▶ [Activity]
Would you output all the data exactly as it stands?

▶ [Provided entries]
• • •

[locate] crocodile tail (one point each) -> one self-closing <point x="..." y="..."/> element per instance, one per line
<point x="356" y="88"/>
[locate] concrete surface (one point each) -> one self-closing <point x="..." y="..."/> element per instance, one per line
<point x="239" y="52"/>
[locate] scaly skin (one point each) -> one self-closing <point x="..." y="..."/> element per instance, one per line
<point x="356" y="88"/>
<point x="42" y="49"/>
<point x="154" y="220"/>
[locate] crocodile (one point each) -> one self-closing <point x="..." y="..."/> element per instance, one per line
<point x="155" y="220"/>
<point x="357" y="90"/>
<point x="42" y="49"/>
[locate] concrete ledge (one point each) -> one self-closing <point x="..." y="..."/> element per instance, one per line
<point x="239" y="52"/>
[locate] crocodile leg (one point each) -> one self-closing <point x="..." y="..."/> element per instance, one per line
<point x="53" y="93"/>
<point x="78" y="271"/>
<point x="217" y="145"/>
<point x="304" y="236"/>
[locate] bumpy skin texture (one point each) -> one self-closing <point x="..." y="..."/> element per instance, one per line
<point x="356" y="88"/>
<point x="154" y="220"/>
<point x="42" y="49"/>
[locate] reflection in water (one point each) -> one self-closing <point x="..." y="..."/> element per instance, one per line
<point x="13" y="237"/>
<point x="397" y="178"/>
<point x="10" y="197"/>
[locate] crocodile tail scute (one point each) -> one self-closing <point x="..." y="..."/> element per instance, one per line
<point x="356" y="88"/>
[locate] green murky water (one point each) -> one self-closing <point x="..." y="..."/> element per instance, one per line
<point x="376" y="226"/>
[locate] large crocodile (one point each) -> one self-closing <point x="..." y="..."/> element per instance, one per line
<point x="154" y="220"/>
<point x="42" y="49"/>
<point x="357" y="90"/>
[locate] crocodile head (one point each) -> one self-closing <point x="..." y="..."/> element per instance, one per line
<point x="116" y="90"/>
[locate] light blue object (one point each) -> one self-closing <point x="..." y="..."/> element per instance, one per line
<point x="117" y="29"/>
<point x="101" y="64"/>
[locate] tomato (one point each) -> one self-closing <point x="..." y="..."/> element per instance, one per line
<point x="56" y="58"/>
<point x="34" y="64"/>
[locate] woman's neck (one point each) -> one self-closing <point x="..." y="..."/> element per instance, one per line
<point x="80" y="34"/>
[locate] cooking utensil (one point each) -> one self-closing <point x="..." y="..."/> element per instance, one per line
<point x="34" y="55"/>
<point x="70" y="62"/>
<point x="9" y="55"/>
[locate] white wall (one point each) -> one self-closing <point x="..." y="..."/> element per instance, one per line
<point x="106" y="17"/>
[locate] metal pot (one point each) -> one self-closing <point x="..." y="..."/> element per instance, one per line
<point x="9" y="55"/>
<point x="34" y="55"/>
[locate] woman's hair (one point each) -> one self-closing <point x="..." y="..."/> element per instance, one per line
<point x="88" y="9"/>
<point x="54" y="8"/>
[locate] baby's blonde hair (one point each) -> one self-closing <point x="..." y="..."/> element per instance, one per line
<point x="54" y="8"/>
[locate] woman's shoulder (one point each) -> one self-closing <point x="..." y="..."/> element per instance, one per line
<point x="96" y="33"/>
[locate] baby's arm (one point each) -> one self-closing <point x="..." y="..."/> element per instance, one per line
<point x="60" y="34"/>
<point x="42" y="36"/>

• • •

▶ [Answer to the problem]
[locate] crocodile tail (one point each) -> one self-closing <point x="..." y="..."/> element per instance, one per line
<point x="356" y="88"/>
[locate] concrete surface (one point each) -> one self-closing <point x="..." y="..."/> element per instance, one per line
<point x="239" y="52"/>
[locate] scaly skin (one point each) -> one self-closing <point x="..." y="..."/> element per instance, one per line
<point x="356" y="88"/>
<point x="42" y="49"/>
<point x="154" y="220"/>
[locate] crocodile (one point each) -> one self-closing <point x="..." y="..."/> element per instance, one per line
<point x="155" y="220"/>
<point x="357" y="90"/>
<point x="42" y="49"/>
[locate] concrete ledge (one point each) -> one self-closing <point x="..." y="..."/> element per instance, one per line
<point x="239" y="52"/>
[locate] crocodile leg (one point each) -> one self-closing <point x="..." y="..."/> element per instance, one per line
<point x="53" y="93"/>
<point x="78" y="271"/>
<point x="217" y="145"/>
<point x="304" y="236"/>
[locate] bumpy skin texture (one point each) -> one self-closing <point x="..." y="..."/> element per instance, one per line
<point x="356" y="88"/>
<point x="154" y="220"/>
<point x="42" y="49"/>
[locate] reflection in water (one point each) -> one self-closing <point x="..." y="..."/> element per instance, one per line
<point x="13" y="237"/>
<point x="397" y="178"/>
<point x="10" y="197"/>
[locate] crocodile tail scute (one point each) -> one self-closing <point x="..." y="..."/> element per instance, one per line
<point x="356" y="88"/>
[locate] green murky water (one point each) -> one self-closing <point x="..." y="..."/> element per instance, one per line
<point x="376" y="226"/>
[locate] large crocodile (one point each) -> one self-closing <point x="..." y="..."/> element per instance, one per line
<point x="154" y="220"/>
<point x="42" y="49"/>
<point x="357" y="90"/>
[locate] crocodile head (one point each) -> one self-closing <point x="..." y="..."/> element per instance, one per line
<point x="116" y="90"/>
[locate] light blue object (one point each) -> one self-closing <point x="..." y="..."/> element per instance, one per line
<point x="117" y="29"/>
<point x="101" y="64"/>
[locate] tomato (one point each) -> one self-closing <point x="..." y="..."/> element per instance, one per line
<point x="56" y="58"/>
<point x="34" y="64"/>
[locate] woman's neck (one point each) -> one self-closing <point x="..." y="..."/> element per instance, one per line
<point x="80" y="34"/>
[locate] cooking utensil (one point each) -> one self-closing <point x="..." y="..."/> element per instance, one per line
<point x="34" y="55"/>
<point x="70" y="62"/>
<point x="9" y="55"/>
[locate] white wall (one point each) -> one self-closing <point x="..." y="..."/> element per instance, one per line
<point x="106" y="17"/>
[locate] metal pot (one point each) -> one self-closing <point x="..." y="..."/> element per instance, one per line
<point x="9" y="55"/>
<point x="34" y="55"/>
[locate] woman's hair (one point each) -> one self-closing <point x="..." y="..."/> element per instance, one per line
<point x="88" y="9"/>
<point x="54" y="8"/>
[locate] baby's blonde hair (one point each) -> one self-closing <point x="..." y="..."/> element per instance, one per line
<point x="54" y="8"/>
[locate] woman's shoulder (one point each) -> one self-closing <point x="..." y="..."/> element per instance, one per line
<point x="96" y="33"/>
[locate] baby's arm (one point each) -> one self-closing <point x="..." y="..."/> element per instance, one per line
<point x="60" y="34"/>
<point x="42" y="36"/>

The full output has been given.